### RECORDS TO USE:
--------------------

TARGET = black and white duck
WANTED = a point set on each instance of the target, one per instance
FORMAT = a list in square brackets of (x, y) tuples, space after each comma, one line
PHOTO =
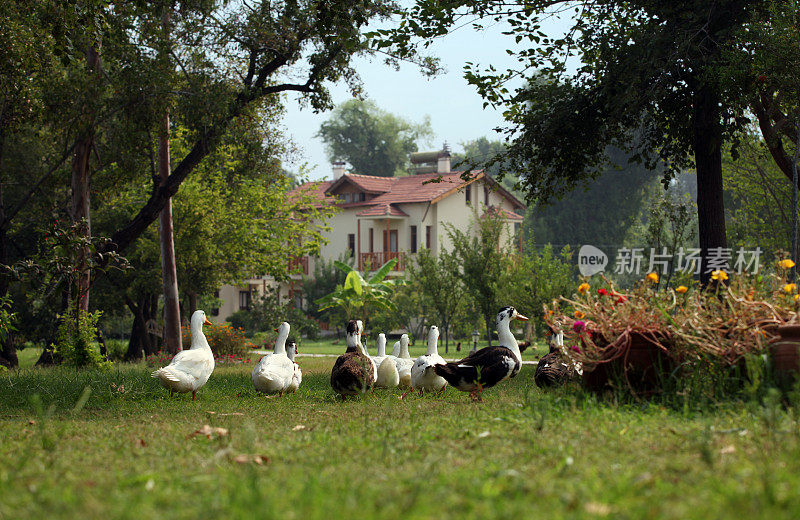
[(354, 372), (490, 365)]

--------------------

Can you reproduce every one of the lines above character for character, with the picture left out?

TARGET = black and white duck
WANTED = a point set on each instance of the target, one per instance
FORMAT = a list in square brackets of (x, y) tuples, space after each comma, one line
PHOTO =
[(354, 372), (490, 365)]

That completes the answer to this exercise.